● SUPPLIED TEXT:
★ ★ ★

AIDS 2016: Intersectional approaches linking issues across areas of criminalisation have been key themes of AIDS 2016

Susana T. Fried – 22 July 2016

In a moment of global attacks on civil society, an intersectional approach linking issues across HIV, sexuality, adult consensual sex and bodily integrity is critical.  Now, more than ever.

Every international AIDS conference seems to have a theme or two that picks up energy as it goes. For me, at the World AIDS Conference 2016 underway in Durban, this was the growing discussion about disastrous impact of criminal law.  Of course, this isn’t a new issue – not at an international AIDS conference, nor in advocacy more generally. The 2012 Global Commission on HIV and the Law explored this in depth. However, at this AIDS conference there was a renewed energy behind it.  In addition, there were a number of conversations that added a new twist, linking criminalisation of same sex conduct, sex work and HIV criminalisation to criminalisation of abortion.

For someone who stands with one leg in the women’s movement and another in the HIV movement, this was a welcome and long overdue conversation. We know the ways in which abusive laws and practices put sex workers, gay and other men who have sex with men, transgender women (there is still a dearth of data on HIV and transmen or lesbians and other women who have sex with women) and other marginalised groups at increased risk of contracting HIV and create serious and unmanageable barriers to accessing services and justice. We also know the ways in which governments use criminal laws not just to contain and regulate the lives of individuals, but they also use it to circumscribe the work of civil society organisations working on these issues.

★ ★ ★

Please copy the stretch of the AIDS 2016 text from "In a moment" through "more than ever.", and switch "bodily integrity" to "bodily autonomy". The lines after this come from a separate source, not from the AIDS 2016 text.

● INFORMATION SUPPLIED:
★ ★ ★

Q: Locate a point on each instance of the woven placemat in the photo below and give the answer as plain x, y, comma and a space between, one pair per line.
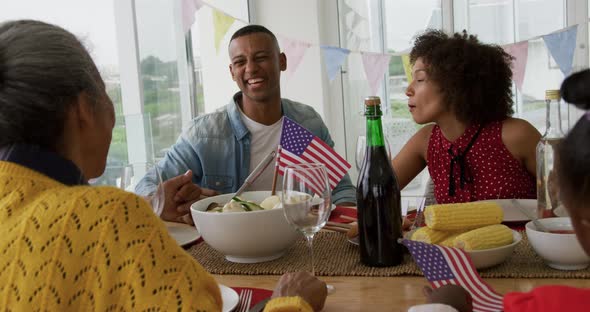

★ ★ ★

● ANSWER TO THE PROBLEM:
In a moment of global attacks on civil society, an intersectional approach linking issues across HIV, sexuality, adult consensual sex and bodily autonomy is critical.  Now, more than ever.